◆ **AIM OF THE EXERCISE**
Reproduce word for word the lines below that run from the one containing "where the farmland" through the one containing "[[0, 121, 400, 190], [0, 192, 400, 265]]", including both of those lines.
____ MATERIAL FOR THE TASK
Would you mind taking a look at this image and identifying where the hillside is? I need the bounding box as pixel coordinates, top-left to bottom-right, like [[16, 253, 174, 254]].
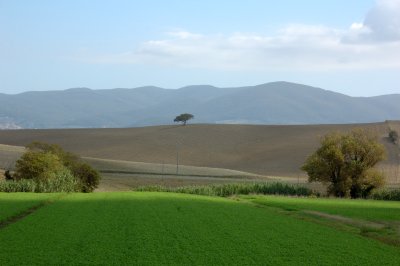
[[0, 121, 400, 183], [0, 82, 400, 129]]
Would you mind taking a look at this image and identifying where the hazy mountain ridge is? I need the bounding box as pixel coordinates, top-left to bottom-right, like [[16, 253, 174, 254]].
[[0, 82, 400, 128]]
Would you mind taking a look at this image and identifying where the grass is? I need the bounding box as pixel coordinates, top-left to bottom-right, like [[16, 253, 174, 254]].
[[0, 122, 399, 183], [0, 192, 58, 221], [0, 192, 400, 265], [135, 182, 313, 197], [245, 196, 400, 221]]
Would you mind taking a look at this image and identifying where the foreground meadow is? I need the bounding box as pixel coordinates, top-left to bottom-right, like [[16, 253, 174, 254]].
[[0, 192, 400, 265]]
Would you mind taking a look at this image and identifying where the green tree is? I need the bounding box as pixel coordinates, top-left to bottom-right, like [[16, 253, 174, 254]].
[[174, 113, 194, 126], [14, 150, 65, 181], [72, 163, 100, 192], [302, 130, 385, 198], [15, 142, 101, 192]]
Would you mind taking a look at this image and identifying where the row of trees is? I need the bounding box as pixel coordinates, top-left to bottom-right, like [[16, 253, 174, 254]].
[[6, 142, 100, 192]]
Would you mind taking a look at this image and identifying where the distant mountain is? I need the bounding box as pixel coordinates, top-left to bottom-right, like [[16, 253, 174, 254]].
[[0, 82, 400, 128]]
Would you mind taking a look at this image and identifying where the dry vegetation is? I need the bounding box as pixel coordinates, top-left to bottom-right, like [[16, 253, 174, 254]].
[[0, 121, 400, 189]]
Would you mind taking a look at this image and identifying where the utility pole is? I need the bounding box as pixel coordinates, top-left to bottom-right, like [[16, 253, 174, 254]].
[[176, 143, 179, 175]]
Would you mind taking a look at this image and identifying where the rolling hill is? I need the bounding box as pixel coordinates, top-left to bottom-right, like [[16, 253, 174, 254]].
[[0, 121, 400, 183], [0, 82, 400, 128]]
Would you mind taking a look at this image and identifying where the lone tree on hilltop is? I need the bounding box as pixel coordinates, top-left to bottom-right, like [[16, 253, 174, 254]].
[[174, 113, 194, 126], [302, 130, 385, 198]]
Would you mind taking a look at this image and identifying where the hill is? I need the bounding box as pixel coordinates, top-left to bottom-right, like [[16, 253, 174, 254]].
[[0, 82, 400, 129], [0, 121, 400, 183]]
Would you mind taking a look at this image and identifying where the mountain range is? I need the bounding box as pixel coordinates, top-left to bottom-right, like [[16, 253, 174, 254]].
[[0, 82, 400, 129]]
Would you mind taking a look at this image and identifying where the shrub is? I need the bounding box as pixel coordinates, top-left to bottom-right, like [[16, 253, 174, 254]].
[[14, 142, 100, 192], [134, 183, 312, 197], [72, 163, 100, 192], [14, 151, 65, 181], [370, 189, 400, 201], [302, 130, 385, 198], [0, 179, 36, 192]]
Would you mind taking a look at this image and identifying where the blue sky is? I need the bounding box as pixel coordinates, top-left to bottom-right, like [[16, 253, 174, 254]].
[[0, 0, 400, 96]]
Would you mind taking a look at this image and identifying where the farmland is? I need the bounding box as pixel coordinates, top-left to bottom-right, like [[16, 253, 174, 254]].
[[0, 121, 400, 190], [0, 192, 400, 265]]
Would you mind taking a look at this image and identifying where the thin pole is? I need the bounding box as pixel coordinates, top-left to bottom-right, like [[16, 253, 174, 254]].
[[176, 144, 179, 175]]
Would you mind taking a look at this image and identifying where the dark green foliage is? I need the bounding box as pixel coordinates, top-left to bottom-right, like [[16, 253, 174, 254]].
[[135, 183, 312, 197], [371, 189, 400, 201], [72, 163, 100, 192], [174, 113, 194, 126], [10, 142, 100, 192], [389, 130, 399, 144], [302, 130, 385, 198], [0, 168, 81, 193], [14, 150, 65, 181]]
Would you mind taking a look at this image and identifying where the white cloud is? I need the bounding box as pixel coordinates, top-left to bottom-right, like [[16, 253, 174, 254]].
[[79, 0, 400, 70], [349, 0, 400, 42]]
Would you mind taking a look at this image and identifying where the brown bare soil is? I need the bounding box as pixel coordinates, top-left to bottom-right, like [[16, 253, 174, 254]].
[[0, 121, 400, 184]]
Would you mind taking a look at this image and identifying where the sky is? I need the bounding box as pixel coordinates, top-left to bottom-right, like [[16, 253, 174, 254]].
[[0, 0, 400, 96]]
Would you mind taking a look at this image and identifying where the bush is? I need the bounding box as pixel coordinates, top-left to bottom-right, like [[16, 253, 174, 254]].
[[0, 179, 36, 192], [14, 142, 100, 192], [14, 151, 65, 181], [370, 189, 400, 201], [0, 168, 81, 193], [72, 163, 100, 192], [134, 183, 312, 197], [301, 130, 385, 198]]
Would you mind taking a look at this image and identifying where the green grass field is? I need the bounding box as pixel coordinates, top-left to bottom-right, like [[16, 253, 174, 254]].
[[0, 193, 58, 222], [0, 192, 400, 265]]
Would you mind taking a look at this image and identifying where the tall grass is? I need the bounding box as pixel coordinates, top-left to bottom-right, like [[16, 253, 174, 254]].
[[134, 183, 313, 197], [0, 171, 81, 193]]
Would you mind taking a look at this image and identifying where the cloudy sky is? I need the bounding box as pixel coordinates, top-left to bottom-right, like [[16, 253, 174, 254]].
[[0, 0, 400, 96]]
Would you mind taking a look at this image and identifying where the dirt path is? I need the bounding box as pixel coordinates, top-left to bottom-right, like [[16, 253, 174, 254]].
[[302, 210, 386, 229], [0, 197, 60, 230]]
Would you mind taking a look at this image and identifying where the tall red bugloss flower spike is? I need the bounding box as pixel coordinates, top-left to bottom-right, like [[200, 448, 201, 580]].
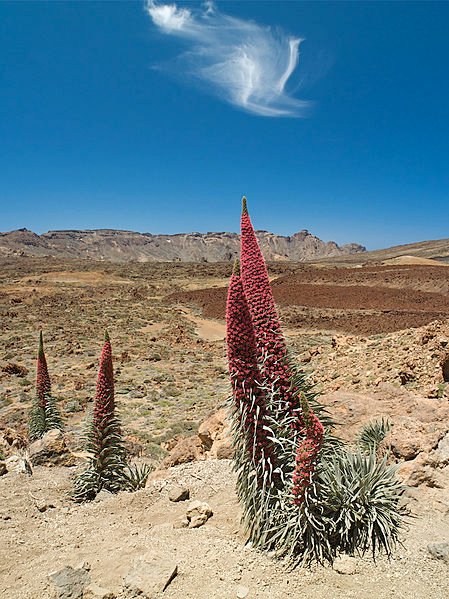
[[241, 197, 301, 427], [292, 394, 324, 505], [28, 331, 63, 441], [72, 331, 127, 501], [93, 331, 115, 427], [36, 331, 51, 408], [226, 260, 273, 472]]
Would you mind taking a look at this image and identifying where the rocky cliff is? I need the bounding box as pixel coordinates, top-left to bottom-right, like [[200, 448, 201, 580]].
[[0, 229, 365, 262]]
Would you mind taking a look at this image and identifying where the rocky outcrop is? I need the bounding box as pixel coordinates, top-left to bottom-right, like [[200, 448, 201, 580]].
[[0, 229, 365, 262]]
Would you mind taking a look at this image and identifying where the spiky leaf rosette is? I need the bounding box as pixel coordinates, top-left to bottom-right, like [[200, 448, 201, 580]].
[[73, 333, 126, 501], [226, 261, 279, 537], [28, 331, 63, 441]]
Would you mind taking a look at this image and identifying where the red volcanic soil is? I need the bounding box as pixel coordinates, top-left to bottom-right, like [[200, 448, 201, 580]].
[[166, 266, 449, 335]]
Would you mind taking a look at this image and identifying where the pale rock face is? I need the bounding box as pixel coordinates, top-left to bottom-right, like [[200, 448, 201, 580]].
[[0, 229, 365, 262]]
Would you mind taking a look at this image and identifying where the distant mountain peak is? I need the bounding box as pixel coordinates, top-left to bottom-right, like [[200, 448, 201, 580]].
[[0, 228, 365, 262]]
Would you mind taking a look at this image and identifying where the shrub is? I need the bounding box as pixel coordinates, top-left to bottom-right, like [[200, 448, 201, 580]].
[[226, 198, 405, 565], [72, 331, 150, 502]]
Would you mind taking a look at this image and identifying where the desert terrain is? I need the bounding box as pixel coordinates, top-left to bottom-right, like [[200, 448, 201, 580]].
[[0, 253, 449, 599]]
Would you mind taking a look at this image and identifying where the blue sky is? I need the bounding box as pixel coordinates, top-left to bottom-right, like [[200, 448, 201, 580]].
[[0, 1, 449, 248]]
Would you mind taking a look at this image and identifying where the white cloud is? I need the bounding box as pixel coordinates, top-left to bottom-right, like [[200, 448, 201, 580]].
[[146, 0, 308, 117]]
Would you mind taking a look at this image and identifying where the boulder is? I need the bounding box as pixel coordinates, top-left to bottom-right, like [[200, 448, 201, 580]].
[[48, 566, 90, 599], [124, 551, 178, 599], [186, 500, 213, 528], [198, 408, 234, 460], [433, 432, 449, 467], [168, 485, 190, 502]]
________
◆ **COMPLETE OUTPUT**
Would you mind taking a look at this image and identifying where the farmland is? I need the bounding box as pixel coordinates, top-left to bottom-right, like [[16, 253, 174, 254]].
[[0, 121, 400, 190], [0, 192, 400, 265]]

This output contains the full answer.